• [WORK REQUIRED]: Rewrite the records from the line with "Instruction set for this micro-task: find white ceiling, draw" to the line with "[171,155,187,197]", changing "tight rectangle" to "close-fitting box" and leaving everything else as it is.

• [EXERCISE INPUT]:
········

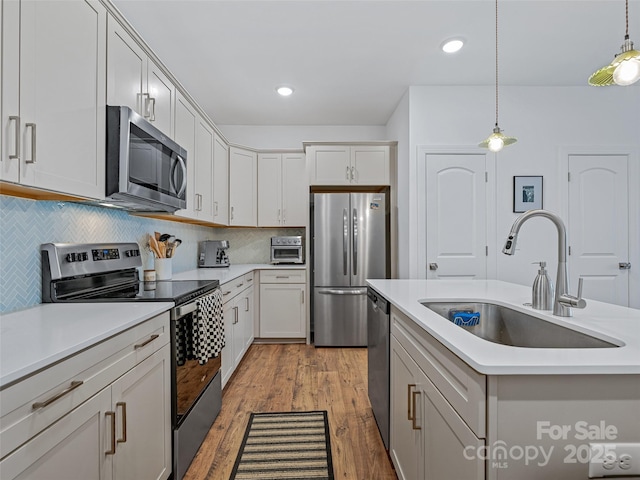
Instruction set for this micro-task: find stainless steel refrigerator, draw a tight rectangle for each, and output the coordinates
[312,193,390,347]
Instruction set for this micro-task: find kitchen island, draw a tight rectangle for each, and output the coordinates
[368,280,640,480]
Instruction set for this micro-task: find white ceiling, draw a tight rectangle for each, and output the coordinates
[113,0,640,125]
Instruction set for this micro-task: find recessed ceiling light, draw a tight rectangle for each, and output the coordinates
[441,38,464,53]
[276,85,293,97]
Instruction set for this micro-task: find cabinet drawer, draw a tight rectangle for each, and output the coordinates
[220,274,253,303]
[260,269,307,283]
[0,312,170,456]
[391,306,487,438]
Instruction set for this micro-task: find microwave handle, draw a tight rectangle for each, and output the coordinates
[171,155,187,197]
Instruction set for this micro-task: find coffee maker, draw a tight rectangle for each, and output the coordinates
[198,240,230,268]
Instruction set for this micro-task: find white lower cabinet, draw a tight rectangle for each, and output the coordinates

········

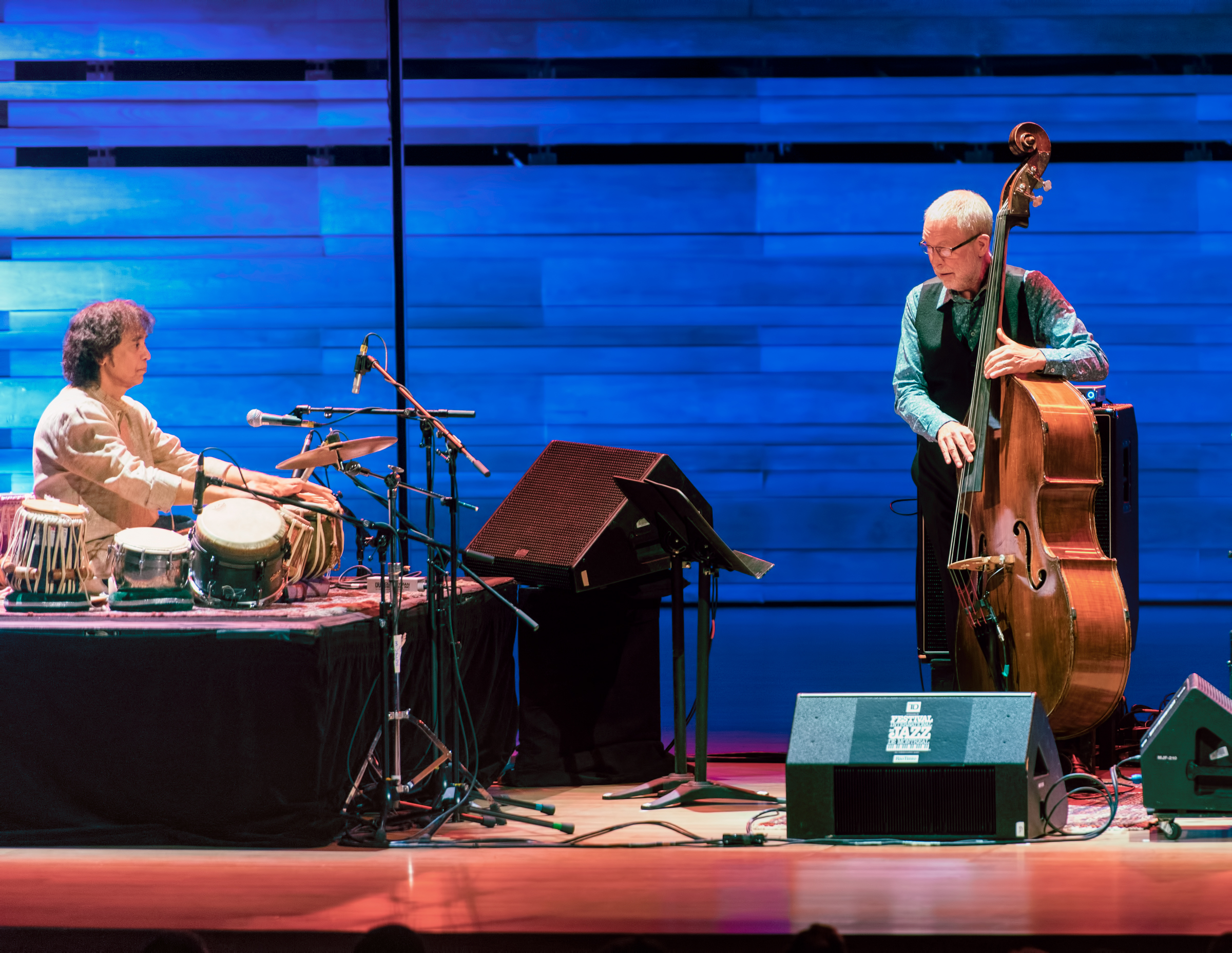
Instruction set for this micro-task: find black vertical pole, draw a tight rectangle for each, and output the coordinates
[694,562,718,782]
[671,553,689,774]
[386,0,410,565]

········

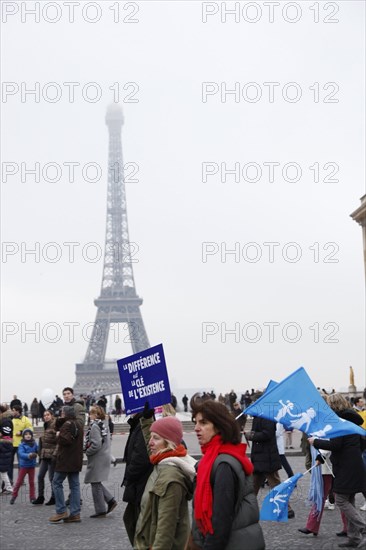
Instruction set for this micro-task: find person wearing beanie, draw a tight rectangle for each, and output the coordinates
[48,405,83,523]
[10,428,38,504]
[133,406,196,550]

········

• [SOLUTION TO THIS PROBLEM]:
Instruction set for this micro-task: find white ceiling, draw a close-fitting box for each, and output the coordinates
[113,0,640,125]
Instruction set for this micro-task: find recessed ceiling light, draw a close-fitting box for each, and output the coordinates
[441,38,464,53]
[276,85,293,97]
Instruction set for this micro-task: find cabinet drawer, draw a close-fitting box for each, and output the coordinates
[220,274,253,303]
[260,269,307,283]
[0,312,170,456]
[391,306,487,438]
Instruction set for this micro-task: find microwave handle, draw a close-fitting box for each, and output the coordinates
[171,155,187,197]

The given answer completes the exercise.